§ Exercise details:
In the data below, how many lines contain the string "wall", counting only matches in the same case? State only the number.

(Object location annotation data)

★ ★ ★ ★ ★ ★ ★

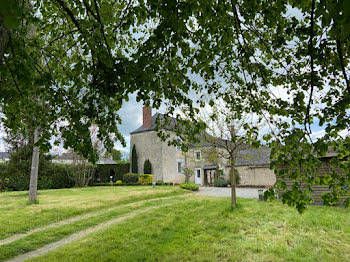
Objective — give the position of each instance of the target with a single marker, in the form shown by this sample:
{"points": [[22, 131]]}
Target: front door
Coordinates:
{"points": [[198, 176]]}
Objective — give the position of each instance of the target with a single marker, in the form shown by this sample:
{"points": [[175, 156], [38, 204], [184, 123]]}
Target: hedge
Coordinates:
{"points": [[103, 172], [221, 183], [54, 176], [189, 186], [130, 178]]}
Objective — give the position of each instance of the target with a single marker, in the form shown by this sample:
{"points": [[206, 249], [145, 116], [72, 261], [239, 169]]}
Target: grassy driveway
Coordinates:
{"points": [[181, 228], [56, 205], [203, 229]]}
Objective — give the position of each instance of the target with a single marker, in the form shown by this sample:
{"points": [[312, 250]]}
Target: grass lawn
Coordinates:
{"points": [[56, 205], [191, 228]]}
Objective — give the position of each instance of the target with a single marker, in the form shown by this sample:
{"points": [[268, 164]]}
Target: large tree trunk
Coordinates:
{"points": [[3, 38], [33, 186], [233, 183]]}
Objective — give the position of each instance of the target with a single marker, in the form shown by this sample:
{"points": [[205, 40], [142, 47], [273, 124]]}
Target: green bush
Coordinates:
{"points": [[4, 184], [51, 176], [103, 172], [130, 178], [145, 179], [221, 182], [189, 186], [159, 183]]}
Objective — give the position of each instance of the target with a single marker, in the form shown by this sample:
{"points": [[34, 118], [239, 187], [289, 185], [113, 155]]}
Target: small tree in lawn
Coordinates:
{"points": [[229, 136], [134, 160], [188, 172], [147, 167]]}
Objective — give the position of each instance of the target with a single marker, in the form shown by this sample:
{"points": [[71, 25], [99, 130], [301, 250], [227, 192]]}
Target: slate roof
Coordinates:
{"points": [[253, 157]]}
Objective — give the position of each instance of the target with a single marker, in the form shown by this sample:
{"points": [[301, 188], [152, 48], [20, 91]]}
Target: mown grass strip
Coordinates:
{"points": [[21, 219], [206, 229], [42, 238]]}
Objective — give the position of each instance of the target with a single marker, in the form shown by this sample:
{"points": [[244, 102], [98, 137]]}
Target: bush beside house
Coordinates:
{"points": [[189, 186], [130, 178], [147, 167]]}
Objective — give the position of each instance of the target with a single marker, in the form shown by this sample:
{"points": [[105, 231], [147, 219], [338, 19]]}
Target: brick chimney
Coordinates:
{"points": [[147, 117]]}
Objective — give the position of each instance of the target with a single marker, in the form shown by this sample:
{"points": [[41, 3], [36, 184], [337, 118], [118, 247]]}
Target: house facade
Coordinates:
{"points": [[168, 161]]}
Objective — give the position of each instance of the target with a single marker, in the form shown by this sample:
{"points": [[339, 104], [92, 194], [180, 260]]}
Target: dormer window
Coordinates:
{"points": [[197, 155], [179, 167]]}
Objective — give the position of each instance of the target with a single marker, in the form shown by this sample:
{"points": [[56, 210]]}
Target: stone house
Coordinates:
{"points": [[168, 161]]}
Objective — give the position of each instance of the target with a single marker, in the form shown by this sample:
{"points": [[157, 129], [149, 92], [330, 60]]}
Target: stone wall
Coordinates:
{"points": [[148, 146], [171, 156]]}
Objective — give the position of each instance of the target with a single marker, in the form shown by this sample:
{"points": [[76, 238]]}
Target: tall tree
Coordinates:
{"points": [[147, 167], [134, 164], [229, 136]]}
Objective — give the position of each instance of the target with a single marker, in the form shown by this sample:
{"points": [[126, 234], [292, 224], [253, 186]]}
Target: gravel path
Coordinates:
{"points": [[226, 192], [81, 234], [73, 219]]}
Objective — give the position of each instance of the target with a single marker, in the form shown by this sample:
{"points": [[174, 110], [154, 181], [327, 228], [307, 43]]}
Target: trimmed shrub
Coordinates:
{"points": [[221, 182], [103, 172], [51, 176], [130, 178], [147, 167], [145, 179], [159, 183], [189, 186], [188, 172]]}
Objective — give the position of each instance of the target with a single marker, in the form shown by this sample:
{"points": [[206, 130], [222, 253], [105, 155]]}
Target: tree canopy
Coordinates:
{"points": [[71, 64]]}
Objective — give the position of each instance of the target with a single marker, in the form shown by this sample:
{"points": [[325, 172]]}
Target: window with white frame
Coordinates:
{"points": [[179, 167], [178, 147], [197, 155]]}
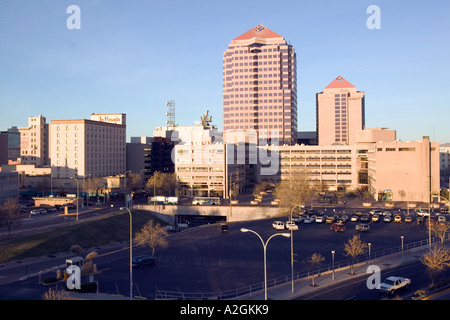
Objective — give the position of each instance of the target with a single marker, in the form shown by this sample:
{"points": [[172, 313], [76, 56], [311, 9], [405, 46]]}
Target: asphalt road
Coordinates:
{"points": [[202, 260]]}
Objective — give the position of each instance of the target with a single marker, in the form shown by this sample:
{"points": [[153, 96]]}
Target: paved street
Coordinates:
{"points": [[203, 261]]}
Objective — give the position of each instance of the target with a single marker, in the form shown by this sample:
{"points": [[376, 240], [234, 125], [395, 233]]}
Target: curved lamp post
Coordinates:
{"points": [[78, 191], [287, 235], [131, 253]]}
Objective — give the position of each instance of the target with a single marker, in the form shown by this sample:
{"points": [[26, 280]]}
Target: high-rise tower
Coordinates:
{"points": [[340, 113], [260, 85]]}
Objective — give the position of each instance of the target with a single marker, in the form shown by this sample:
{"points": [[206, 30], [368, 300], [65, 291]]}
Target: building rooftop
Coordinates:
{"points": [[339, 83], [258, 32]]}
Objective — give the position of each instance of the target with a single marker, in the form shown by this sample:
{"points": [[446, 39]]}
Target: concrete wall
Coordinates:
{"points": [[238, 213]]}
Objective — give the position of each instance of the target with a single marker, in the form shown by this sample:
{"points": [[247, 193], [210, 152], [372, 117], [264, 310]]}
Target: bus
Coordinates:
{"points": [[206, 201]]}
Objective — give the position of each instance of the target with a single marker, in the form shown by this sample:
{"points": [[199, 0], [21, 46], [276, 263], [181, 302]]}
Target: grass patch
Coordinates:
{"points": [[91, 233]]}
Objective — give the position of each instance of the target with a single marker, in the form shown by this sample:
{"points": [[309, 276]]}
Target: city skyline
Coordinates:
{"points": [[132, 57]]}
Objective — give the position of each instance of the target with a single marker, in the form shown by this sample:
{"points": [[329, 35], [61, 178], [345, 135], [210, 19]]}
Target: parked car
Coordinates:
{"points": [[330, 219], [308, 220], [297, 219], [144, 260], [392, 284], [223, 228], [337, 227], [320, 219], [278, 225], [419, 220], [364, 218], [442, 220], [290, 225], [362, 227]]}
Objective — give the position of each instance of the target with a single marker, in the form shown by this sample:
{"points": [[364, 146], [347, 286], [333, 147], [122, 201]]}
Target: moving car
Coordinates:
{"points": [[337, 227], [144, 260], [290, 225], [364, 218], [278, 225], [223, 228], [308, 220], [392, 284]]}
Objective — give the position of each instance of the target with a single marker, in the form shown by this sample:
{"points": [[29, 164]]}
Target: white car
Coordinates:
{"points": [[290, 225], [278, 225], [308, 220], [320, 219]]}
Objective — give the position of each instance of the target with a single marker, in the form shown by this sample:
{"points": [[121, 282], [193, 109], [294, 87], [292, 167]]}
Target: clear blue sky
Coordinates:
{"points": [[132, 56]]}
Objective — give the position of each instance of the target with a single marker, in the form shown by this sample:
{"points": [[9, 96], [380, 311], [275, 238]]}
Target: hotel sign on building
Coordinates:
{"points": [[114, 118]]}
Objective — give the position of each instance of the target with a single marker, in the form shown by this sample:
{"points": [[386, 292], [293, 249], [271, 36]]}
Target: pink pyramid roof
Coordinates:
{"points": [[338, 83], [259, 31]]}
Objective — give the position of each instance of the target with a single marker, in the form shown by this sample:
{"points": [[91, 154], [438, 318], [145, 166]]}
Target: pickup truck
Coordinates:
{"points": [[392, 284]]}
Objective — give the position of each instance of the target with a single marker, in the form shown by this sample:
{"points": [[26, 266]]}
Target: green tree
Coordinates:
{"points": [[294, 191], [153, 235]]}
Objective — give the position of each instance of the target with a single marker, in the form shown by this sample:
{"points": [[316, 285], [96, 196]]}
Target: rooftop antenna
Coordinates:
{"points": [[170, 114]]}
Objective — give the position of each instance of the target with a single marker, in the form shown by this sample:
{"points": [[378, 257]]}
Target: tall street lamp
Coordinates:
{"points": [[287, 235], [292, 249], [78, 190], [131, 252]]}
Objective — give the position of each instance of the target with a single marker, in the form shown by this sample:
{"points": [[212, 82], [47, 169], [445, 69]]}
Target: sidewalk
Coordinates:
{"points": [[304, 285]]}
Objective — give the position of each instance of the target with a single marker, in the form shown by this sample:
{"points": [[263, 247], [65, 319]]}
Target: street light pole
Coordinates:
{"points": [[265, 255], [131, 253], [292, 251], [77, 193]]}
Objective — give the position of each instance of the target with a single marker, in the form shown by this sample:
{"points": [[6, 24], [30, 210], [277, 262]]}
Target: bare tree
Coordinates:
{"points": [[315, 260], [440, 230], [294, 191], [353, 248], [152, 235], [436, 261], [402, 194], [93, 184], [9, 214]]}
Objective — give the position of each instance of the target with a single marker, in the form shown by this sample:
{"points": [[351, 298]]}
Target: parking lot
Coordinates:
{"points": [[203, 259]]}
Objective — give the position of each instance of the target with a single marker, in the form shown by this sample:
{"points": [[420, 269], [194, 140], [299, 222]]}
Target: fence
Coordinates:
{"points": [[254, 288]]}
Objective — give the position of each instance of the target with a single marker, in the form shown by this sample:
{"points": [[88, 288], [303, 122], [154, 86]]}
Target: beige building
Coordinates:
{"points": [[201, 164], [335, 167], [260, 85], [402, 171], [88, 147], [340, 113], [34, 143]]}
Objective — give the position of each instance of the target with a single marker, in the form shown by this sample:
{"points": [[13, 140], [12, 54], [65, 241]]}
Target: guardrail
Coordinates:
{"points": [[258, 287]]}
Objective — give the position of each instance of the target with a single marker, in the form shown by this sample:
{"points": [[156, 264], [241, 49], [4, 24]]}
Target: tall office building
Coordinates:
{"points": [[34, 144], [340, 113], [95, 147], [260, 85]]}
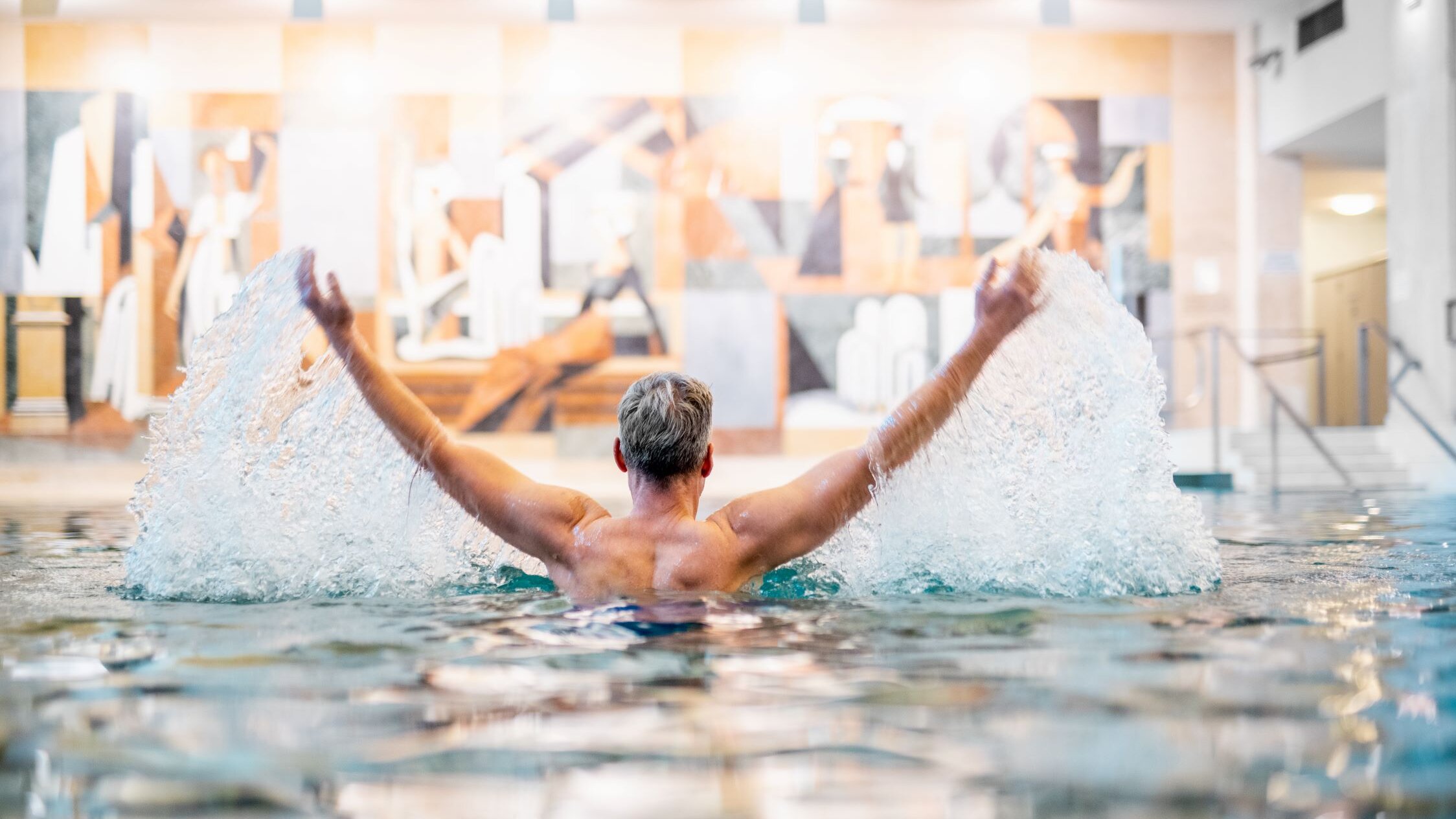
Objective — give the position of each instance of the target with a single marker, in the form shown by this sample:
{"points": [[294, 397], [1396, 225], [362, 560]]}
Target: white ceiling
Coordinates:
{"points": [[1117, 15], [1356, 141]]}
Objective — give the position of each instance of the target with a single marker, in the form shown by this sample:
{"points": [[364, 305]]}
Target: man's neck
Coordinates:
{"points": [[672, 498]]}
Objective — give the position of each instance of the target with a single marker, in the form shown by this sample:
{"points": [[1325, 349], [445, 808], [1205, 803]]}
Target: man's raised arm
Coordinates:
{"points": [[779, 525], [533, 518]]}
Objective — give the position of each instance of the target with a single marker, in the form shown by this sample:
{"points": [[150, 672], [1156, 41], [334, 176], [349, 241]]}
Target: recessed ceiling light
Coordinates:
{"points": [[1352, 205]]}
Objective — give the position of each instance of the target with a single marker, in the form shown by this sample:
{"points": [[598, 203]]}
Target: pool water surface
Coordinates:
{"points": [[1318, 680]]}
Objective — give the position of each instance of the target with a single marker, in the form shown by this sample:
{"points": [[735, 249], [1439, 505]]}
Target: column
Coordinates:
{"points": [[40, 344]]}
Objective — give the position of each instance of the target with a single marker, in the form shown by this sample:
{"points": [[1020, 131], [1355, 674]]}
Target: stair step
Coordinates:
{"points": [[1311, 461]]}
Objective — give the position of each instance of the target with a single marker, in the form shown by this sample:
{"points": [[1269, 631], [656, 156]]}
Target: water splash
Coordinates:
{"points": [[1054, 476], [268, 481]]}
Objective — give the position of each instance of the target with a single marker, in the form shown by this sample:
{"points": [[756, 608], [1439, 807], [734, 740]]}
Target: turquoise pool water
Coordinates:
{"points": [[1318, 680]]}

★ ★ ★ ★ ★ ★ ★

§ Final answer:
2